• Task description:
Your task is to reproduce exactly the lines from the line with "of the life" through the end of the records below.

---

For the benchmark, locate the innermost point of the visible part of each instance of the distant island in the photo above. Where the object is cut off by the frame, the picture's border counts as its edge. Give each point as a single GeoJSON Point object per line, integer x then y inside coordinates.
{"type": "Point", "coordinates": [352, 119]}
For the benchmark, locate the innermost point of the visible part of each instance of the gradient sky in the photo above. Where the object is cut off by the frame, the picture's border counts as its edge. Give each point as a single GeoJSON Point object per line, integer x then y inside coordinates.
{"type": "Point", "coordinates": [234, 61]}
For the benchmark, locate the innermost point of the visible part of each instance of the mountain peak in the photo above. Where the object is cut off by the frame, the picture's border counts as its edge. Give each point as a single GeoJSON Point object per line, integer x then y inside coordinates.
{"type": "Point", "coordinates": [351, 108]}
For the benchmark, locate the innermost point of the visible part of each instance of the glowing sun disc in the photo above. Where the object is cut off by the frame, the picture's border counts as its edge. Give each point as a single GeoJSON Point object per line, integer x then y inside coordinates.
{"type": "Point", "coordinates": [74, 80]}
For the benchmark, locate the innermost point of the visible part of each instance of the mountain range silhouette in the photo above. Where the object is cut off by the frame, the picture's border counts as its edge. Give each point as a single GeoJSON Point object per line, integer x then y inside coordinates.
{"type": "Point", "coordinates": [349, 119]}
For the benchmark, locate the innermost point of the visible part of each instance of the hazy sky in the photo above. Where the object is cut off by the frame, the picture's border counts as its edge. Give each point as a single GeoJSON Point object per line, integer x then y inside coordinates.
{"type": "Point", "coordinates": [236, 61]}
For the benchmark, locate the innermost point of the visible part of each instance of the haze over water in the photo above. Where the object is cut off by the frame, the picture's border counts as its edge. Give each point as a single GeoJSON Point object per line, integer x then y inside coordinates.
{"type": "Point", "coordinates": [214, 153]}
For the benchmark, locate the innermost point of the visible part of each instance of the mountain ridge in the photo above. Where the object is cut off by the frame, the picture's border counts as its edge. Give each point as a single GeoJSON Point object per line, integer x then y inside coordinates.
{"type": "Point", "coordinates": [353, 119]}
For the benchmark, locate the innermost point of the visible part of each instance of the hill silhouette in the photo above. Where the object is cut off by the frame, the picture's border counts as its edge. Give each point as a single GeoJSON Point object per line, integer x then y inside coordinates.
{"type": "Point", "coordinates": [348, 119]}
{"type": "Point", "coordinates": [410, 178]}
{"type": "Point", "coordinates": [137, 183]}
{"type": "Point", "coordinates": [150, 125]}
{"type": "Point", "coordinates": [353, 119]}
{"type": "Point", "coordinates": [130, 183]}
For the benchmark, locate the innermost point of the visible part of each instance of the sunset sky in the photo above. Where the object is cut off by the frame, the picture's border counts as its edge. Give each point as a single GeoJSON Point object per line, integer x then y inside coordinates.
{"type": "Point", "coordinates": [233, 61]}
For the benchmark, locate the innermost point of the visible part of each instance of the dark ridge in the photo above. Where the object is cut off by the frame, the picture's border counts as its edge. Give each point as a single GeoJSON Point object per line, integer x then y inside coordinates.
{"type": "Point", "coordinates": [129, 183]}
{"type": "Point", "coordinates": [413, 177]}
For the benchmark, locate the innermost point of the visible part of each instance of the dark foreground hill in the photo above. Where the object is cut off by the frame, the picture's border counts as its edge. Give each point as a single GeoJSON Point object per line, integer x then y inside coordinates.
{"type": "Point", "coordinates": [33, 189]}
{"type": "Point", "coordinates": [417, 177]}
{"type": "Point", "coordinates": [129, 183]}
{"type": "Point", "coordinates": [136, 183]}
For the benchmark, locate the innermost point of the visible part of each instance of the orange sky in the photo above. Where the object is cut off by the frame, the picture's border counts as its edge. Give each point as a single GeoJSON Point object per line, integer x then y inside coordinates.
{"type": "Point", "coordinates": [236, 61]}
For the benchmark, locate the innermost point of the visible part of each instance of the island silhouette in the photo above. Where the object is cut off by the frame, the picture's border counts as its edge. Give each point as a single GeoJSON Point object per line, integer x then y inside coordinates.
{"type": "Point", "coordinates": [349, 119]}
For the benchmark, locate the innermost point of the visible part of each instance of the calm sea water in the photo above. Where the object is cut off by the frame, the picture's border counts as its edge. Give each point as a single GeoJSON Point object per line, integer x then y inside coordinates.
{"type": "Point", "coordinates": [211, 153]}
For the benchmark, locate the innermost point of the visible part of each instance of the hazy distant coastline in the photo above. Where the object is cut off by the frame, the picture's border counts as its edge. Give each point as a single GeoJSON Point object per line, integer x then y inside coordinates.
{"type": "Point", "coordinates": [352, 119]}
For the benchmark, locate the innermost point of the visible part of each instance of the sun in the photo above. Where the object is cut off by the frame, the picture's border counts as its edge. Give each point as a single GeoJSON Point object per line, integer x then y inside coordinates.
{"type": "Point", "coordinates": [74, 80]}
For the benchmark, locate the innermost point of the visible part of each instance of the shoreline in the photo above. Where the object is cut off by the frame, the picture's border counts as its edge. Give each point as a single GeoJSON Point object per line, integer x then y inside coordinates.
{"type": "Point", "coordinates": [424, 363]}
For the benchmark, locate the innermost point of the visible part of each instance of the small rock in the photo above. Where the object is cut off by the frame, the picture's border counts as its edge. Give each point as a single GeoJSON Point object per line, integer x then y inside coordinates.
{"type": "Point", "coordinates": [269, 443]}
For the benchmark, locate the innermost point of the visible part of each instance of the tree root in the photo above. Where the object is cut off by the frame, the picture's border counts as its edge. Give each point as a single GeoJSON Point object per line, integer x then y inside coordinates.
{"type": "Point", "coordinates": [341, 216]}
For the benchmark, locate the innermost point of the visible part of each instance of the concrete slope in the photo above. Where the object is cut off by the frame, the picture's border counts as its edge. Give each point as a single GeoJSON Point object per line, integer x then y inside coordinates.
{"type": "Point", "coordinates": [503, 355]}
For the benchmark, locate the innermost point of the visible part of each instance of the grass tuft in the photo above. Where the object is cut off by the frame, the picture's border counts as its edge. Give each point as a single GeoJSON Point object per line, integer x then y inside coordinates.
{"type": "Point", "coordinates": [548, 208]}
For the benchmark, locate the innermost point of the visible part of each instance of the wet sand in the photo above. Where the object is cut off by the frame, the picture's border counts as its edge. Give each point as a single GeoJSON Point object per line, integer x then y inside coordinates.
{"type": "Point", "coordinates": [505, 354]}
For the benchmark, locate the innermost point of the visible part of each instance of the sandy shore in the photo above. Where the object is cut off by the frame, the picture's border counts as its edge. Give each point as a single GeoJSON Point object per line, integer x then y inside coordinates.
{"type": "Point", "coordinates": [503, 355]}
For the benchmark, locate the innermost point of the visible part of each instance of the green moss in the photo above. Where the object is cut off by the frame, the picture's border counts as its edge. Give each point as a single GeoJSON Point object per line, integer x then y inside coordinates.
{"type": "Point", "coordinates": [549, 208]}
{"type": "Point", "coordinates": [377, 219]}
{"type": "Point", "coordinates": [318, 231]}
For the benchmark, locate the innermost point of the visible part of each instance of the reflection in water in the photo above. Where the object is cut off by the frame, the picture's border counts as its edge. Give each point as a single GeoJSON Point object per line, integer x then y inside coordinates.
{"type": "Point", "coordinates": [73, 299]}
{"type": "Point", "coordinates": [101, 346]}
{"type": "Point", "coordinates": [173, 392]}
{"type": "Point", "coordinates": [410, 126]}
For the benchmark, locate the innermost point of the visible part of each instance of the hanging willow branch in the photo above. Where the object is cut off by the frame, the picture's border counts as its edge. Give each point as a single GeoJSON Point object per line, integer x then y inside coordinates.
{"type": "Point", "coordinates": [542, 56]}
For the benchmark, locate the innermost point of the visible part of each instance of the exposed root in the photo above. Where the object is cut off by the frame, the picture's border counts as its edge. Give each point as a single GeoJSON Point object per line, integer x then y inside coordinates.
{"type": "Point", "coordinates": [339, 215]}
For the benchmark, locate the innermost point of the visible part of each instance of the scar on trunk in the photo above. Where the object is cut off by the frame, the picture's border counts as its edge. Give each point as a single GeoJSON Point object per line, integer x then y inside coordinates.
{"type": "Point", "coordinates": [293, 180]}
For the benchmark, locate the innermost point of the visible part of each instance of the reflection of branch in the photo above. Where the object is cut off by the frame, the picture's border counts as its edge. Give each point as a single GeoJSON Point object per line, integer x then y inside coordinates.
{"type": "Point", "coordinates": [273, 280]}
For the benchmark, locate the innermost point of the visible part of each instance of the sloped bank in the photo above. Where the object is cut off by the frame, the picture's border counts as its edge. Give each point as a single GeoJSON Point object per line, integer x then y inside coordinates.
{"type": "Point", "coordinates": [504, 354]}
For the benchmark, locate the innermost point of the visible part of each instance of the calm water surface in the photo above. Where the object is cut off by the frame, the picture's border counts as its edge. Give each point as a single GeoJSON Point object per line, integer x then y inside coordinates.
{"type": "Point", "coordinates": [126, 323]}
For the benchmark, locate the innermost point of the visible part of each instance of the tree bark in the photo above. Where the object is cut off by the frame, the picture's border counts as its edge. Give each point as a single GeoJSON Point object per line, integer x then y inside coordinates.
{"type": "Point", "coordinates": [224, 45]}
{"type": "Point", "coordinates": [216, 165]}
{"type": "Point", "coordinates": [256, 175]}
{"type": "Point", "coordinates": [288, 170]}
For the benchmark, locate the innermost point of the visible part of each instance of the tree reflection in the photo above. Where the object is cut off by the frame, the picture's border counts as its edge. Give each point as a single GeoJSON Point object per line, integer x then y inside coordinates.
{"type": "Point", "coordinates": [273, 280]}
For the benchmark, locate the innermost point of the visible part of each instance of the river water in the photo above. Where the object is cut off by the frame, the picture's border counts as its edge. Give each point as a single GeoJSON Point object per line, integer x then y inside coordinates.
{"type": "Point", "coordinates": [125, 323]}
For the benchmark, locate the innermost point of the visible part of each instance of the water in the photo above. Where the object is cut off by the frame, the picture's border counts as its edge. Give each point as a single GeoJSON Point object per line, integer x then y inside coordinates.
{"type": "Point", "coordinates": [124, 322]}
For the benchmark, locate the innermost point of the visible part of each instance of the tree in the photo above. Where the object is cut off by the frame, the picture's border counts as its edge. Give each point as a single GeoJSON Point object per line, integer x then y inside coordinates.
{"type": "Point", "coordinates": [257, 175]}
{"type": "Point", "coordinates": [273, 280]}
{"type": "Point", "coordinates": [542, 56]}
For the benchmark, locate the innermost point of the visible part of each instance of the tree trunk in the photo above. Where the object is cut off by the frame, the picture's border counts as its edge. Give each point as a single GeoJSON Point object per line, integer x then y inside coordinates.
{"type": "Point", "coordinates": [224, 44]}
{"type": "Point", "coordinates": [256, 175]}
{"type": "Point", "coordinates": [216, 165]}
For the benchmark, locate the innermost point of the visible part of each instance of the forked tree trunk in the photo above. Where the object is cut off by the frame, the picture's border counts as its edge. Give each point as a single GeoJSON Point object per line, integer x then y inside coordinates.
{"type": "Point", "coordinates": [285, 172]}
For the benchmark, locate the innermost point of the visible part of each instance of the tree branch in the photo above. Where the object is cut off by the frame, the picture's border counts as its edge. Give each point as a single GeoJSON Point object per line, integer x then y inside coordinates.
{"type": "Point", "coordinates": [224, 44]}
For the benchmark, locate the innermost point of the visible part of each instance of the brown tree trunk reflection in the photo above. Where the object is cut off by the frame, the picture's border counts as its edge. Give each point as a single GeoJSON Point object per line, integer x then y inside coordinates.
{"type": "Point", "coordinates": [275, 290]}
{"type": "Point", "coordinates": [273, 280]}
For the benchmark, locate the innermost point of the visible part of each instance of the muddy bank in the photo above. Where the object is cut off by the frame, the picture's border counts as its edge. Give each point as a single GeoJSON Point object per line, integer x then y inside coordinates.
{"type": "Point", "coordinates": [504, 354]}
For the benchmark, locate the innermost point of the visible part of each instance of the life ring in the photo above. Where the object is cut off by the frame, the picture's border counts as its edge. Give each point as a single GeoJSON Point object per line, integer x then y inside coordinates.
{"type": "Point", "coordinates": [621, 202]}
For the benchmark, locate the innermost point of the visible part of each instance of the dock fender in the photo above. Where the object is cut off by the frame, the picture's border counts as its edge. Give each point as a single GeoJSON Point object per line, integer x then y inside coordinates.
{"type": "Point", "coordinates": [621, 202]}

---

• Finished answer:
For the benchmark, locate the innermost point of the visible part of each instance of the life ring in the photo above. Where the object is cut off by the frame, the picture's border counts as its edge. Give each point as a single GeoJSON Point object per line, integer x then y inside coordinates.
{"type": "Point", "coordinates": [621, 202]}
For the benchmark, locate the innermost point of the visible part of each instance of the dock fender in the photo above. Where the object is cut off by the frame, the picture's border counts as its edge. Give each point as a single GeoJSON Point object per line, integer x then y inside coordinates.
{"type": "Point", "coordinates": [621, 202]}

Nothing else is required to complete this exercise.